Historic church in Colorado, United States

Marble Community Church, formerly called St. Paul's Church, is a historic Episcopal church at 123 State Street in Marble, Colorado. The church's main building was originally the building of the St. John's Episcopal Chapel, which was built in Aspen, Colorado in 1886. The church was listed on the National Register of Historic Places in 1989.

==History==

===Construction and early History===
By the beginning of the 20th century, Marble was home to an active children's sunday school, though the town lacked a church building for which to hold the school. In 1908, the one-room St. John's Episcopal Chapel in Aspen was no longer required and the diocese made it available for relocation to Marble. The chapel, originally constructed in 1886, was dismantled and moved by railroad car to Marble where it was reassembled on two lots of land at 123 State Street that had been purchased with a $2500 donation from the Episcopal Women's Guild. The new church was renamed and dedicated as St. Paul's. Shortly after the establishment, an extension was carried out to enlarge the church through the addition of two side rooms. Further enlargement of the church was carried out in 1911, with the addition of a belfry containing a 500-pound bell.

• Prompt:
Rewrite the Marble church text from "Marble Community Church, formerly" down to "Places in 1989.", changing "Marble Community Church" to "Marble Chapel". You can set the data aside.

• Dataset extract:
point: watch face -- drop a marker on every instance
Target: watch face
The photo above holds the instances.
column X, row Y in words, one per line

• Exercise output:
Marble Chapel, formerly called St. Paul's Church, is a historic Episcopal church at 123 State Street in Marble, Colorado. The church's main building was originally the building of the St. John's Episcopal Chapel, which was built in Aspen, Colorado in 1886. The church was listed on the National Register of Historic Places in 1989.